*** Materials provided

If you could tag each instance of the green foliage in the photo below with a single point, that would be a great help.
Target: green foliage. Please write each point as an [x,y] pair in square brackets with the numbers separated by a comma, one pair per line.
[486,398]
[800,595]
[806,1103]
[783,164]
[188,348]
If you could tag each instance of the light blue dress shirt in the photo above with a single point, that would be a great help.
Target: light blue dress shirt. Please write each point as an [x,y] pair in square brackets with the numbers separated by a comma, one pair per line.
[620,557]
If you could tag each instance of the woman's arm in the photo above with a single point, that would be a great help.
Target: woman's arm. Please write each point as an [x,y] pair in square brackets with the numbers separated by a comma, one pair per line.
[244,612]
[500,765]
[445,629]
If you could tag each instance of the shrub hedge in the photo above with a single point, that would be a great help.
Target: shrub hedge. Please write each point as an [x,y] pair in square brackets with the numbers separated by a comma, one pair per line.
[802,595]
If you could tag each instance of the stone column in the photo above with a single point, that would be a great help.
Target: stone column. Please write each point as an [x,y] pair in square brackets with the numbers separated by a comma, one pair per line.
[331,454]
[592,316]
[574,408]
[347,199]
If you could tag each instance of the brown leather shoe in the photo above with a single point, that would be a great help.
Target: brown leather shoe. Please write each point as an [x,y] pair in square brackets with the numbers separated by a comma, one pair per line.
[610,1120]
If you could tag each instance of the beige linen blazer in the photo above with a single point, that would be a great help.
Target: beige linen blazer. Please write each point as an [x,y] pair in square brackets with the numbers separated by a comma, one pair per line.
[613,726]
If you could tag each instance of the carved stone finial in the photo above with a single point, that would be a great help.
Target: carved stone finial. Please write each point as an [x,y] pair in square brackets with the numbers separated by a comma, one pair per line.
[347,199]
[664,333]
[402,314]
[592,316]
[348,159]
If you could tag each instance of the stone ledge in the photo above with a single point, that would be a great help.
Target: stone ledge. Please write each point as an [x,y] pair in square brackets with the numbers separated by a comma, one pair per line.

******

◆ What you will do ◆
Using the records above, find and show each line with the string "ledge".

◆ Solved problem ◆
If you could tag each instance of the stone ledge in the photo above with a single point, that would be a great help.
Target: stone ledge. Please write each point as an [x,y] pair in square brackets with the numbers separated by a comma, one pair per line.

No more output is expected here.